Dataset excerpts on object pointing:
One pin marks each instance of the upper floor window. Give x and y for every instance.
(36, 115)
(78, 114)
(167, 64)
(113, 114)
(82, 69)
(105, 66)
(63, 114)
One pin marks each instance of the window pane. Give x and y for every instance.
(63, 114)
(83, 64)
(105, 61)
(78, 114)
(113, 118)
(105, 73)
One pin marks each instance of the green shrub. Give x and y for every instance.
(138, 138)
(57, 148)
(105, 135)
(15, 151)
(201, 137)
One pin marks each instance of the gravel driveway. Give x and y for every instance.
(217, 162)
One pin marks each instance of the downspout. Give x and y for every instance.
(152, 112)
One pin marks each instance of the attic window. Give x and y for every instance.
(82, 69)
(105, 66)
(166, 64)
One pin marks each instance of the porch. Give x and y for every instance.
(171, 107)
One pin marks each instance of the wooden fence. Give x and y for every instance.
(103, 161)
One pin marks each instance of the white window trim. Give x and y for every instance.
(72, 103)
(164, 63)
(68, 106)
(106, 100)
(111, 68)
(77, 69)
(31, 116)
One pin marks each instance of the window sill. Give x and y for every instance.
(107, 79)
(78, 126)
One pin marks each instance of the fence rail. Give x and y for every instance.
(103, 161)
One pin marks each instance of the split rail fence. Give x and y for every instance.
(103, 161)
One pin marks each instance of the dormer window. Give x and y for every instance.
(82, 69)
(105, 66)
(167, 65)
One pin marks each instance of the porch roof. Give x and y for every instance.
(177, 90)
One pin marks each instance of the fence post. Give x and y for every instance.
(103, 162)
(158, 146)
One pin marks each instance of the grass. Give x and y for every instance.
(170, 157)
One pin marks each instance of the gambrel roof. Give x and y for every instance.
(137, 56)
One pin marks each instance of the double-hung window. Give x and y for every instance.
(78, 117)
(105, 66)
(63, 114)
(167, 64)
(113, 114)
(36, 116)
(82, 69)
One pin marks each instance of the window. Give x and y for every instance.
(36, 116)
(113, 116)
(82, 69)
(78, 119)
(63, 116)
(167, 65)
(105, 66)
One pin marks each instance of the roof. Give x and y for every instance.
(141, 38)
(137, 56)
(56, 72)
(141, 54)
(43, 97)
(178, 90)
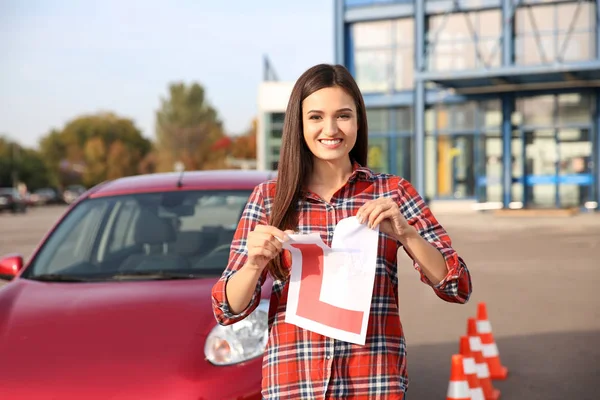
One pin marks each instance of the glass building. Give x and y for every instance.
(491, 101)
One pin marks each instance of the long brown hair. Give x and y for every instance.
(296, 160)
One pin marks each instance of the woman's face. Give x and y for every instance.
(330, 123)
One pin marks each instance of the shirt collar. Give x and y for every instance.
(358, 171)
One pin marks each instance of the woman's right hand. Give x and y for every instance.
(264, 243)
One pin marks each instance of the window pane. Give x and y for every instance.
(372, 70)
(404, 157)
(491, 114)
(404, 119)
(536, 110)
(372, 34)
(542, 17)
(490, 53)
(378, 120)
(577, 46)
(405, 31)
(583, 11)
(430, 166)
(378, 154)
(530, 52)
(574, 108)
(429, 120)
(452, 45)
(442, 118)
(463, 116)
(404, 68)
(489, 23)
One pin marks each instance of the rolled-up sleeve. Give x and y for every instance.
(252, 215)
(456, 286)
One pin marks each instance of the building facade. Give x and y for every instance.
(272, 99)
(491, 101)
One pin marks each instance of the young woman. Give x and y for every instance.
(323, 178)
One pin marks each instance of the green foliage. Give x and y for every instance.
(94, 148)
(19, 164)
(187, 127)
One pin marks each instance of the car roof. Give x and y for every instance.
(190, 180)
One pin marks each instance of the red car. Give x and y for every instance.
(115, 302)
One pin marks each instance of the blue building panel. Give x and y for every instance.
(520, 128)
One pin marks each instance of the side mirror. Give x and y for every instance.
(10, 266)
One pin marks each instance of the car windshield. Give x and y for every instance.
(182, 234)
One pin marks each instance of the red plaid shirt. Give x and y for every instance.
==
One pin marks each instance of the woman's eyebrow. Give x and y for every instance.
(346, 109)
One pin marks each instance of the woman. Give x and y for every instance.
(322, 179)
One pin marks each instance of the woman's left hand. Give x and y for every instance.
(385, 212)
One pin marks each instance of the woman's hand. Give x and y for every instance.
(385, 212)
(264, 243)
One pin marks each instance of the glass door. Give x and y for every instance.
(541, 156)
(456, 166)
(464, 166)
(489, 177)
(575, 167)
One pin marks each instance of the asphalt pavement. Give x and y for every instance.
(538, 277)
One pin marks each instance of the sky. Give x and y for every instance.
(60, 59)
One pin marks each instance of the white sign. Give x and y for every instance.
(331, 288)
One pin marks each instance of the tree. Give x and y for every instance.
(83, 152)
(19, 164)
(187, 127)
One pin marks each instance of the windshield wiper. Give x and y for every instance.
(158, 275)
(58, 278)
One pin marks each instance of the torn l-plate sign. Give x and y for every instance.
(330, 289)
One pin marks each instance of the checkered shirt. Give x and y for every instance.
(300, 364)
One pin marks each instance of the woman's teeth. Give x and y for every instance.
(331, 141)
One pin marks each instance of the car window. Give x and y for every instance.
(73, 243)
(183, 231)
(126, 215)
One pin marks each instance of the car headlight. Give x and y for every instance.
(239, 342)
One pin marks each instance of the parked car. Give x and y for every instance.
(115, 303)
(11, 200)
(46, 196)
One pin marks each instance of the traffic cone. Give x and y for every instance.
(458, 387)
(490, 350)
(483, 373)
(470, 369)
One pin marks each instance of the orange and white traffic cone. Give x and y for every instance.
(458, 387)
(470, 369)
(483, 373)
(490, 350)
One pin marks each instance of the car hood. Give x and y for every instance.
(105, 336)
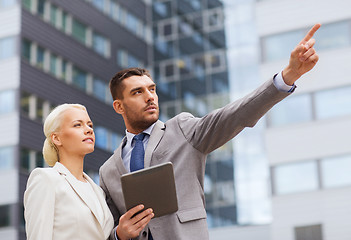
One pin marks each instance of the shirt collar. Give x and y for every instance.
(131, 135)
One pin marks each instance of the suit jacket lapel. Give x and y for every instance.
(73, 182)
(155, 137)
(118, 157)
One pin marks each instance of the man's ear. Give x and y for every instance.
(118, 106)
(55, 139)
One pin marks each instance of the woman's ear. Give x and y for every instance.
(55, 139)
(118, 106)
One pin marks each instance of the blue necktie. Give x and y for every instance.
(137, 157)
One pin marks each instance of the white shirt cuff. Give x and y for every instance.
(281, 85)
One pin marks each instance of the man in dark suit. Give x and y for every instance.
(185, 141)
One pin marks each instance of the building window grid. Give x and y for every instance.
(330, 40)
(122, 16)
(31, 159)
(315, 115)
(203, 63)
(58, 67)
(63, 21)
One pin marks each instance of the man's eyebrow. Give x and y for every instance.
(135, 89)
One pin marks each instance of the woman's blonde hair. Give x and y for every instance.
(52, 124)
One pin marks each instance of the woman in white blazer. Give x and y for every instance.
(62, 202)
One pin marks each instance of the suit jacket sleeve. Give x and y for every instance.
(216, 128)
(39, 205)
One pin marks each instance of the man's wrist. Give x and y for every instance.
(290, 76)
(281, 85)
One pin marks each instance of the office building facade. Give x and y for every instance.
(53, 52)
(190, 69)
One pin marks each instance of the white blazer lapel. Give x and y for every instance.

#### Short exercise
Please pick out every line of the rows that contains the word "windshield" and copy each one.

#### Solution to this task
One pin marks each instance of the car windshield. Give x and y for every instance.
One pin marks each instance of the windshield wiper. Give x and y for every instance.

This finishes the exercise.